TO DO:
1 - Please copy out the passage on barrier design alternatives in full, word for word.
2 - Output the records from the line containing "mask job: sky" through the final line of the records, both included, as a JSON list of strings with one string per line and blank lines omitted.

DOCUMENT SECTION:
##############################

7 Design alternatives
To address potential scalability problems with our centralized approach,
a tree of controllers could be built that aggregates BARRIER_REACHED
messages from children before sending a single message up the
tree [18,37,26]. This tree could be built
randomly from the expected set of hosts, or it could be crafted to match
the underlying communication topology, in effect forming an overlay
aggregation tree [34,36]. In these cases, the master
would send FIRE messages to its children, which would in turn propagate
the message down the tree. One potentially difficult question with this
approach is determining when interior nodes should pass summary
BARRIER_REACH messages to their parent. Although a tree-based approach
may provide better scalability since messages can be aggregated up the
tree, the latency required to pass a message to all participants is
likely to increase since the number of hops required to reach all
participants is greater than in the centralized approach.
A gossip-based algorithm could also be employed to manage barriers in a
fully decentralized manner [2]. In this case, each node
acts as a barrier manager and swaps barrier status with a set of remote
peers. Given sufficient pair-wise exchanges, some node will eventually
observe enough hosts having reached the barrier and it will fire the
barrier locally. Subsequent pair-wise exchanges will propagate the fact
that the barrier was fired to the remainder of the nodes in the system,
until eventually all active participants have been informed.
Alternatively, the node that determines that a barrier should be
released could also broadcast the FIRE message to all participants.

##############################

RECORDED INFORMATION:

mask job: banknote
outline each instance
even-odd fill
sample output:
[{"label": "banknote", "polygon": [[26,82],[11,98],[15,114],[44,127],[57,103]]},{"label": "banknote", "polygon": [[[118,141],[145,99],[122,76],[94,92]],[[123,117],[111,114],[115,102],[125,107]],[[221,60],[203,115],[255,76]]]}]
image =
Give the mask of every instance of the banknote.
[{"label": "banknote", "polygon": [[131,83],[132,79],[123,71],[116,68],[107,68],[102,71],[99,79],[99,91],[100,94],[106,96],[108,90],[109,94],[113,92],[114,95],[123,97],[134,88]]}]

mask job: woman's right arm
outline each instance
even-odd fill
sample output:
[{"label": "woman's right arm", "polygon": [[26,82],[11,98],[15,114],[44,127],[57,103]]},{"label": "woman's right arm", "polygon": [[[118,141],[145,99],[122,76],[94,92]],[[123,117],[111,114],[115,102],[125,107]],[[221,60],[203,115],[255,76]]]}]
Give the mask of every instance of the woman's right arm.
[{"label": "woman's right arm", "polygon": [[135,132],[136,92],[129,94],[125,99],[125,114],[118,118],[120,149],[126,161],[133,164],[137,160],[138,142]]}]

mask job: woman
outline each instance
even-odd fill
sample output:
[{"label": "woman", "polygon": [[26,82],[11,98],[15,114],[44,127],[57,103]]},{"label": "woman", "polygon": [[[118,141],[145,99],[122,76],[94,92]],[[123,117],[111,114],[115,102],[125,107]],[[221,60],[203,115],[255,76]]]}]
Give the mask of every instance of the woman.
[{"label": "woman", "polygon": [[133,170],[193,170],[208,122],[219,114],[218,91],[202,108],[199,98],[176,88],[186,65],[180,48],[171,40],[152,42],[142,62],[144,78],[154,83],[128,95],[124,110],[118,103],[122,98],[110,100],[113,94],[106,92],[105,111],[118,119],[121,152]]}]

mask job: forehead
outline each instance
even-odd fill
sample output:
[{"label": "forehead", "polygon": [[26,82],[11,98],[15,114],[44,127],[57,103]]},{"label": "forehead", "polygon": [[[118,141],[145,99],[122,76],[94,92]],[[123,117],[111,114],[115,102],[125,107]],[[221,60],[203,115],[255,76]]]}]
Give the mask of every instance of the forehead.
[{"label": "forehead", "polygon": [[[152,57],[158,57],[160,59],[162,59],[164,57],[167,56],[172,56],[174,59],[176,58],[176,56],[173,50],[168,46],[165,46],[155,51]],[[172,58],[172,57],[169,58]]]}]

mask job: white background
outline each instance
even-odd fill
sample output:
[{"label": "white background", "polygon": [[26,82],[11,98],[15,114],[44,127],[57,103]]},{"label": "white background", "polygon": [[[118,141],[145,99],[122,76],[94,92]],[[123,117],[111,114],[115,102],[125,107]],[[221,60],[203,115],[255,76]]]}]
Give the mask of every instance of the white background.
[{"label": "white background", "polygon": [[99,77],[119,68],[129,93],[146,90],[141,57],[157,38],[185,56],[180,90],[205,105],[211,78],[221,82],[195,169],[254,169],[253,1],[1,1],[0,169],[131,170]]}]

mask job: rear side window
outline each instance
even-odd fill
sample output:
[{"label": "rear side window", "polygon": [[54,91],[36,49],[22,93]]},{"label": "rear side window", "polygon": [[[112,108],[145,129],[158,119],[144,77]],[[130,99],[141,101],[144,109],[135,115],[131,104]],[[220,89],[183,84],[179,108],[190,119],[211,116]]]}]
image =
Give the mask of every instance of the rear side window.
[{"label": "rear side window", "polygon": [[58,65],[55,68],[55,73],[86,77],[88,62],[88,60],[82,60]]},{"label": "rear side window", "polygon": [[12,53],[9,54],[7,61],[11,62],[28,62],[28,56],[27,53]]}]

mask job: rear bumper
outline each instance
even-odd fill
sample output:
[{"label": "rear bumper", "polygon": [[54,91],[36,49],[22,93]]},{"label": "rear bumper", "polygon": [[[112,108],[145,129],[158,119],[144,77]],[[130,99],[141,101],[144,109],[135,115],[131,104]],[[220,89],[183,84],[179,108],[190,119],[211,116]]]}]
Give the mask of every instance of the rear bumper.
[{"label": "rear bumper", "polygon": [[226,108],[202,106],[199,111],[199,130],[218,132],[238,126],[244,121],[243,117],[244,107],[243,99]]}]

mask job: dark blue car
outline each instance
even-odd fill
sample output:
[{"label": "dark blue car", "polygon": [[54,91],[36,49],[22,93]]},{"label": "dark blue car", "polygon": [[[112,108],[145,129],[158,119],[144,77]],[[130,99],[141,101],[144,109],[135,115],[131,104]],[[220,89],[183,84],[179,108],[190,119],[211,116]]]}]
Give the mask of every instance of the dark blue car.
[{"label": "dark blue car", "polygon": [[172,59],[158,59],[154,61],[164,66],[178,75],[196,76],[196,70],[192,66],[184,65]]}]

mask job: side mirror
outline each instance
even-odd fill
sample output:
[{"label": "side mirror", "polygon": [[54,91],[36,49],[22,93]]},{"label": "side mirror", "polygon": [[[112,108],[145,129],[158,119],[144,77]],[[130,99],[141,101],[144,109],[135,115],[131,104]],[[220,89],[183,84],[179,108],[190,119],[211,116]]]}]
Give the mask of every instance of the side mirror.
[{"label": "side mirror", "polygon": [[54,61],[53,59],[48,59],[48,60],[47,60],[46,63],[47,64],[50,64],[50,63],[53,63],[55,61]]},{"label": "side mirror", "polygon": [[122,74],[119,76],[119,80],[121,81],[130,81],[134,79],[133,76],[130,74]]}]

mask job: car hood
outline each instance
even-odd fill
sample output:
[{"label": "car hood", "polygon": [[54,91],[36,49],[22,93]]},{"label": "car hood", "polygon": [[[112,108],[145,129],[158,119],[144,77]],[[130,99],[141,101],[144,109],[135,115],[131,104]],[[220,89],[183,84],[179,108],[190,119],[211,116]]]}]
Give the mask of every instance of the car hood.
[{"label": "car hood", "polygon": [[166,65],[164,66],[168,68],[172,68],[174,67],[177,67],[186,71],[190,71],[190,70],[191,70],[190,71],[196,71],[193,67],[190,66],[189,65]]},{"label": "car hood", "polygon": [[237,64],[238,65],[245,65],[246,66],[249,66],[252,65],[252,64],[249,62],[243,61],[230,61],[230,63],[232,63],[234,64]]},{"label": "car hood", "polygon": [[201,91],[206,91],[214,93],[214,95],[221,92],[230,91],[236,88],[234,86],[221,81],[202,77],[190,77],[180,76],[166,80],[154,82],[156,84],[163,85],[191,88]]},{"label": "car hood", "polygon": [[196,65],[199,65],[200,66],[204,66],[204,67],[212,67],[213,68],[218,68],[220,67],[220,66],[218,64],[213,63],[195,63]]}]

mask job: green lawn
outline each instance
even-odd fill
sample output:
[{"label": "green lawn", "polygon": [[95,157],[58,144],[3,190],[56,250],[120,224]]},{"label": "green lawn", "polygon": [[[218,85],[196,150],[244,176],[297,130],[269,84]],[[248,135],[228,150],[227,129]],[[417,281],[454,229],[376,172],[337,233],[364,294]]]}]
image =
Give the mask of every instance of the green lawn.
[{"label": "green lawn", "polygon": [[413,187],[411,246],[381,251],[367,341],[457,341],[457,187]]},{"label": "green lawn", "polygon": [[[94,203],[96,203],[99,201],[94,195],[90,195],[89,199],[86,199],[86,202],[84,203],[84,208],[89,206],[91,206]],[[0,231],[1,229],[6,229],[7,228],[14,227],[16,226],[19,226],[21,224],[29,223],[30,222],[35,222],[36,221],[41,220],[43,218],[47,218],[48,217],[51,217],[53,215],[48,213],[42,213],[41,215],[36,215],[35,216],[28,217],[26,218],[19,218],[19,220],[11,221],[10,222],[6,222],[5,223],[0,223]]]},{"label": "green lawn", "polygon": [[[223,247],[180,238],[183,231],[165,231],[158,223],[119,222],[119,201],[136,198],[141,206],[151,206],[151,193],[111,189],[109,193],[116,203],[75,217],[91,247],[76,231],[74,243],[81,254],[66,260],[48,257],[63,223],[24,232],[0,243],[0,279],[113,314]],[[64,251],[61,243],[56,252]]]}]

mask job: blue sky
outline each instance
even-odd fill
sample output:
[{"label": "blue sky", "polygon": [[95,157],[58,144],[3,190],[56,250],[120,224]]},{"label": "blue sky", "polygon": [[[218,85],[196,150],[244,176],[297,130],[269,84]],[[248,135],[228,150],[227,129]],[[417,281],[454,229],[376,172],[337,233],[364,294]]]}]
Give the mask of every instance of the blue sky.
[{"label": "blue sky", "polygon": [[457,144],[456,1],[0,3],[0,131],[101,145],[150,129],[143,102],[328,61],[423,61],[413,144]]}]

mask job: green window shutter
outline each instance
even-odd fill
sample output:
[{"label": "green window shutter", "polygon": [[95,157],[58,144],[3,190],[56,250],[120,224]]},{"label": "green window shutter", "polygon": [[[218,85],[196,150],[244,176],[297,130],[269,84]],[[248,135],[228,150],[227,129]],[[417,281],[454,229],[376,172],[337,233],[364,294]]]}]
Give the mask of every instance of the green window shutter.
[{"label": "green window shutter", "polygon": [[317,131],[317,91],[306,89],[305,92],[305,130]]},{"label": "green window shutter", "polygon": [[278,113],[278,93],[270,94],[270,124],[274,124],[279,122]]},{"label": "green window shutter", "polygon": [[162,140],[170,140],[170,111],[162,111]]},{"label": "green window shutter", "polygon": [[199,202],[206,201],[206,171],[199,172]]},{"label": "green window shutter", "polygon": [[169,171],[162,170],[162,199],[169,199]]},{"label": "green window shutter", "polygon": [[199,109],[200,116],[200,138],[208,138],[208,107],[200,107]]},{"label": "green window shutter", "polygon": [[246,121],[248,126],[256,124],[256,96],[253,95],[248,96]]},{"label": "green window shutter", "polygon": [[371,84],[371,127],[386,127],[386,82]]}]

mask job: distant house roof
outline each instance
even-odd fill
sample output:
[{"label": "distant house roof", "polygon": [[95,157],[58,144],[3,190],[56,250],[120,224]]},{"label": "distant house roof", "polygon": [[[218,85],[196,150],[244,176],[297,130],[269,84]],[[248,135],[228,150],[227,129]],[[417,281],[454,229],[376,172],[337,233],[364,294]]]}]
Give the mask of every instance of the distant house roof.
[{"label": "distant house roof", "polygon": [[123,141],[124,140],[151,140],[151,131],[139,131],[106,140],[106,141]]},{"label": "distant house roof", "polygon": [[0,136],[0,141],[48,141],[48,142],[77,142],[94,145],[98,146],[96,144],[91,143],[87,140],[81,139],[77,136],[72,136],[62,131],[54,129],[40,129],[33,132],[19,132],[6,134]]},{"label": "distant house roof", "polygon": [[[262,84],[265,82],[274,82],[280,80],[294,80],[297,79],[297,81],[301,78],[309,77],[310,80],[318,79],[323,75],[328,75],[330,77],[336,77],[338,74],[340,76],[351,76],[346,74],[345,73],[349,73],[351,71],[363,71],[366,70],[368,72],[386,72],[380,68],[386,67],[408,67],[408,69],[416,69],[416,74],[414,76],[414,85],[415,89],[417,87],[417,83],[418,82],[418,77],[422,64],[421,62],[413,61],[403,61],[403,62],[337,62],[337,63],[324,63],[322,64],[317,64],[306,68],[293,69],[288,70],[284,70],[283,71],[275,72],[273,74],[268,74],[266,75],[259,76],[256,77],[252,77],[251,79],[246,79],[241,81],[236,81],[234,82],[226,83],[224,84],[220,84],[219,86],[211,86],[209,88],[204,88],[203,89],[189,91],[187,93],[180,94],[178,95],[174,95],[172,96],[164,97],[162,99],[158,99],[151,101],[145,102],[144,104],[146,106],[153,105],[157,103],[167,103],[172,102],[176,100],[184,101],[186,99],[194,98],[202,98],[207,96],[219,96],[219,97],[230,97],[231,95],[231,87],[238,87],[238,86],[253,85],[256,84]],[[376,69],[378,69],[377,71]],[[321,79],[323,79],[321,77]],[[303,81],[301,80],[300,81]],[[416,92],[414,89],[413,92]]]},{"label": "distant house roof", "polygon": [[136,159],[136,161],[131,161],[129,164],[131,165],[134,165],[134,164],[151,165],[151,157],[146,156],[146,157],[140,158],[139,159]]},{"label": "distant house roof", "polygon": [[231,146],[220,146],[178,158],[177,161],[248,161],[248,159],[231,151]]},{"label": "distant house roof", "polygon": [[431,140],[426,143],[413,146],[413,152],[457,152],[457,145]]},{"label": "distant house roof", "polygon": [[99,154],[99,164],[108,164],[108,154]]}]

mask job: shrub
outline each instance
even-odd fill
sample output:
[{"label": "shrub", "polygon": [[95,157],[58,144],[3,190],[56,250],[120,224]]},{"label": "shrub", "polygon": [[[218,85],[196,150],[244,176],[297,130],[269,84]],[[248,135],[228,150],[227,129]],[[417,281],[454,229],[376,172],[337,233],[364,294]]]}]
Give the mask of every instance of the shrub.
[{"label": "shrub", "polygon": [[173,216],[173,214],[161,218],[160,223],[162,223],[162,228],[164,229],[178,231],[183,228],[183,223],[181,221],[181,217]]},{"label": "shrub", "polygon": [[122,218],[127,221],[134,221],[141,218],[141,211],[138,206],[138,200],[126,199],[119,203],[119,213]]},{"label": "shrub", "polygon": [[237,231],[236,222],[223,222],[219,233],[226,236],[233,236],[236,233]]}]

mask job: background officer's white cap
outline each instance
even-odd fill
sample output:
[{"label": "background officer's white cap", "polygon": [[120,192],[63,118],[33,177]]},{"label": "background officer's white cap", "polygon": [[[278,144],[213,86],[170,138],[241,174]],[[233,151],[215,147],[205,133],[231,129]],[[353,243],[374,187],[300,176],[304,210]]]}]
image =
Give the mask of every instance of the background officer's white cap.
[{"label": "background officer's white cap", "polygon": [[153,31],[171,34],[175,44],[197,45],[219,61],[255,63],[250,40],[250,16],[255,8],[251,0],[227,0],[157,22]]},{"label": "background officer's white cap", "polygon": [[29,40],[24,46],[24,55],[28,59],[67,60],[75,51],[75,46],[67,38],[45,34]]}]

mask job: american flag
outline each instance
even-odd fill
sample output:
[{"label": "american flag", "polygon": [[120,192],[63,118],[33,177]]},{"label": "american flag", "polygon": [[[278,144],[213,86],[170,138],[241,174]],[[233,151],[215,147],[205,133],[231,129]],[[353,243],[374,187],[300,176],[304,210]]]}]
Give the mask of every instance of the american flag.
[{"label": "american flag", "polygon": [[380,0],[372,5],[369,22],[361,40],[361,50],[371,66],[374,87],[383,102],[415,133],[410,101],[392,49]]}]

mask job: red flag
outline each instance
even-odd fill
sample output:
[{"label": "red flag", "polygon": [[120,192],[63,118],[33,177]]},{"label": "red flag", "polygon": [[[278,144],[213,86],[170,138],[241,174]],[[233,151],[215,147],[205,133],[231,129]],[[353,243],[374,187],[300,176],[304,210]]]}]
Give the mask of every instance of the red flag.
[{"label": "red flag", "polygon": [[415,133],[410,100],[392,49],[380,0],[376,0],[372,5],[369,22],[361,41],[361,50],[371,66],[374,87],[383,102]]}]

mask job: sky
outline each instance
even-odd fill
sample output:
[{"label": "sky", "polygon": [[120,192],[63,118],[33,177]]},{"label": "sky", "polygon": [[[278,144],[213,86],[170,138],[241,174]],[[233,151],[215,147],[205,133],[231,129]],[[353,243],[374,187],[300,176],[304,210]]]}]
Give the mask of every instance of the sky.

##############################

ANSWERS BELOW:
1 -
7 Design alternatives
To address potential scalability problems with our centralized approach,
a tree of controllers could be built that aggregates BARRIER_REACHED
messages from children before sending a single message up the
tree [18,37,26]. This tree could be built
randomly from the expected set of hosts, or it could be crafted to match
the underlying communication topology, in effect forming an overlay
aggregation tree [34,36]. In these cases, the master
would send FIRE messages to its children, which would in turn propagate
the message down the tree. One potentially difficult question with this
approach is determining when interior nodes should pass summary
BARRIER_REACH messages to their parent. Although a tree-based approach
may provide better scalability since messages can be aggregated up the
tree, the latency required to pass a message to all participants is
likely to increase since the number of hops required to reach all
participants is greater than in the centralized approach.
A gossip-based algorithm could also be employed to manage barriers in a
fully decentralized manner [2]. In this case, each node
acts as a barrier manager and swaps barrier status with a set of remote
peers. Given sufficient pair-wise exchanges, some node will eventually
observe enough hosts having reached the barrier and it will fire the
barrier locally. Subsequent pair-wise exchanges will propagate the fact
that the barrier was fired to the remainder of the nodes in the system,
until eventually all active participants have been informed.
Alternatively, the node that determines that a barrier should be
released could also broadcast the FIRE message to all participants.

2 -
[
  "mask job: sky",
  "outline each instance",
  "even-odd fill",
  "sample output:",
  "[{\"label\": \"sky\", \"polygon\": [[120,192],[63,118],[33,177]]},{\"label\": \"sky\", \"polygon\": [[[278,144],[213,86],[170,138],[241,174]],[[233,151],[215,147],[205,133],[231,129]],[[353,243],[374,187],[300,176],[304,210]]]}]",
  "Give the mask of every instance of the sky."
]